| Problem description |
Each record beneath this line should be returned exactly as it is.

________

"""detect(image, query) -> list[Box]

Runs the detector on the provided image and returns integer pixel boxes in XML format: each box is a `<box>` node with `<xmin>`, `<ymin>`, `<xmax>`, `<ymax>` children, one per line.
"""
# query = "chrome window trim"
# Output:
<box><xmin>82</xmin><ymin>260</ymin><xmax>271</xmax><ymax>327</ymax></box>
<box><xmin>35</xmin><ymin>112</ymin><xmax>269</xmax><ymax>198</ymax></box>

________

| Exercise solution |
"""detect(image, query) -> list[Box]

Runs the detector on the provided image and returns integer pixel boxes in XML format: each box is a `<box>` node with `<xmin>`, `<ymin>`, `<xmax>`, `<ymax>` children, one per line.
"""
# query = "chrome window trim"
# Output:
<box><xmin>82</xmin><ymin>260</ymin><xmax>271</xmax><ymax>327</ymax></box>
<box><xmin>35</xmin><ymin>112</ymin><xmax>269</xmax><ymax>198</ymax></box>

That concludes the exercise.